START WORKING DATA
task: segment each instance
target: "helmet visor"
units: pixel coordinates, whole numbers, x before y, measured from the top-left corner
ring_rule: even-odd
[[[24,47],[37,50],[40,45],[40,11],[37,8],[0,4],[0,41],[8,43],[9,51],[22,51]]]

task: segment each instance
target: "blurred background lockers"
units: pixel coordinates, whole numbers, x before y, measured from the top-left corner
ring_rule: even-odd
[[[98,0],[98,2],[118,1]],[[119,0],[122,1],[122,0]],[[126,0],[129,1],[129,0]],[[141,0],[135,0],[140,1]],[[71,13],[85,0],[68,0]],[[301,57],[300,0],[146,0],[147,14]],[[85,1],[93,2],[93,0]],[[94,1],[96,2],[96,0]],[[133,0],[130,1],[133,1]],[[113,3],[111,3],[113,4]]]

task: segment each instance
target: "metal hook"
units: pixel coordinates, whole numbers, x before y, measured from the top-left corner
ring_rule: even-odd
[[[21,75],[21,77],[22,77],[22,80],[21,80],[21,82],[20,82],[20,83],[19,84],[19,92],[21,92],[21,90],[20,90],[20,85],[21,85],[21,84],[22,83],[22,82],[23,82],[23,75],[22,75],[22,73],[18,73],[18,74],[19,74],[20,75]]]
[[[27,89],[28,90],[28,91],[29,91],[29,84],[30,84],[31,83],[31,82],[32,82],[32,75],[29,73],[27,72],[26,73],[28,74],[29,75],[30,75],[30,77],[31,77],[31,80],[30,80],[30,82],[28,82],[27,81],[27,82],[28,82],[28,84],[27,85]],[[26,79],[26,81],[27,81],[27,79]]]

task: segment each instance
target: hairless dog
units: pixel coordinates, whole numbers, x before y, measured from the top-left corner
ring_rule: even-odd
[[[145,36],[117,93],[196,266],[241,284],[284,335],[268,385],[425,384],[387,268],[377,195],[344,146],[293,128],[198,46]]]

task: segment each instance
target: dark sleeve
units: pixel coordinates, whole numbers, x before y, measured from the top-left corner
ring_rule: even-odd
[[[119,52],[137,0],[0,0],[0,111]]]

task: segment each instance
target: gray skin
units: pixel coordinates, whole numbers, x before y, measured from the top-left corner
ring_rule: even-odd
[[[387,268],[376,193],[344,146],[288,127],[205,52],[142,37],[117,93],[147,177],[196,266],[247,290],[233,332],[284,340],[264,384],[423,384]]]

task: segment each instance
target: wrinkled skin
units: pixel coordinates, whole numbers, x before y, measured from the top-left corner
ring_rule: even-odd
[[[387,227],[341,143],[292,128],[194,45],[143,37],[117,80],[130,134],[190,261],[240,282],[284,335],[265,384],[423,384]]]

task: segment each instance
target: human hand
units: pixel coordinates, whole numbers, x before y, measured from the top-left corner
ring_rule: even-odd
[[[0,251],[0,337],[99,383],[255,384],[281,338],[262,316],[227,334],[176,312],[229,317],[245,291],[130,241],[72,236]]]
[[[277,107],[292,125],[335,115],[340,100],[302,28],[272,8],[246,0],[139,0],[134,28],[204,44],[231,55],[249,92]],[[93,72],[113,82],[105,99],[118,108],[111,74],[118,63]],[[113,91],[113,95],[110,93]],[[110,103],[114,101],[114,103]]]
END WORKING DATA
Every record above needs to be repeated word for word.

RESULT OF THIS EXERCISE:
task: segment each instance
target: "helmet visor"
units: pixel coordinates, whole numbers, x before y, measured from the top-left corner
ring_rule: even-odd
[[[24,47],[37,50],[40,45],[40,11],[37,8],[0,4],[0,41],[8,43],[9,51],[22,51]]]

task: segment each instance
target: "blurred background lockers"
units: pixel coordinates, whole numbers, x before y, measured from the top-left corner
ring_rule: even-odd
[[[98,0],[98,2],[118,1]],[[119,0],[122,1],[122,0]],[[126,0],[129,1],[129,0]],[[141,0],[135,0],[140,1]],[[71,13],[85,0],[68,0]],[[301,57],[300,0],[146,0],[147,14]],[[85,1],[93,2],[93,0]],[[94,1],[96,2],[96,0]],[[133,0],[130,1],[133,1]],[[113,3],[111,3],[113,4]]]

task: segment each instance
target: "metal hook"
units: pixel coordinates, whole numbers, x before y, measured from the top-left corner
ring_rule: even-odd
[[[21,75],[21,77],[22,77],[22,80],[21,80],[21,82],[20,82],[20,83],[19,84],[19,92],[21,92],[21,90],[20,90],[20,85],[21,85],[21,84],[22,83],[22,82],[23,82],[23,75],[22,75],[22,73],[18,73],[18,74],[19,74],[20,75]]]
[[[27,89],[28,90],[28,91],[29,91],[29,84],[30,84],[31,83],[31,82],[32,82],[32,75],[29,73],[27,72],[26,73],[28,74],[29,75],[30,75],[30,77],[31,77],[31,80],[30,80],[30,82],[28,82],[27,81],[27,82],[28,82],[28,84],[27,85]],[[26,79],[26,81],[27,81],[27,79]]]

task: segment each instance
target: hairless dog
units: pixel coordinates, whole numbers, x before y, measured from the top-left corner
ring_rule: even-odd
[[[145,36],[117,93],[196,266],[241,284],[284,335],[268,385],[425,384],[387,268],[377,195],[344,146],[293,128],[198,46]]]

task: segment each instance
target: dark sleeve
units: pixel coordinates, whole numbers, x before y, measured from the top-left corner
ring_rule: even-odd
[[[119,52],[137,0],[0,0],[0,111]]]

task: segment each instance
target: gray skin
units: pixel coordinates, whole numbers, x before y, measured from the top-left corner
ring_rule: even-odd
[[[387,268],[376,193],[344,146],[288,127],[205,52],[142,37],[117,93],[147,177],[196,266],[247,290],[233,332],[284,340],[264,384],[423,384]]]

task: segment each instance
target: wrinkled skin
units: pixel coordinates, whole numbers, x before y, measured from the top-left corner
ring_rule: even-odd
[[[387,227],[341,143],[292,128],[194,45],[143,37],[117,80],[130,134],[190,261],[240,282],[284,335],[265,384],[423,384]]]

task: segment each instance
target: human hand
units: pixel coordinates, whole numbers, x before y, measured from the top-left corner
ring_rule: even-odd
[[[0,251],[0,337],[99,383],[255,384],[281,338],[262,316],[227,334],[176,312],[229,317],[245,291],[130,241],[72,236]]]
[[[277,107],[292,125],[335,115],[340,100],[302,28],[272,8],[246,0],[139,0],[134,28],[204,44],[231,55],[249,92]],[[93,72],[113,82],[105,99],[118,108],[111,74],[118,63]],[[113,91],[113,95],[110,93]],[[110,103],[114,101],[114,103]]]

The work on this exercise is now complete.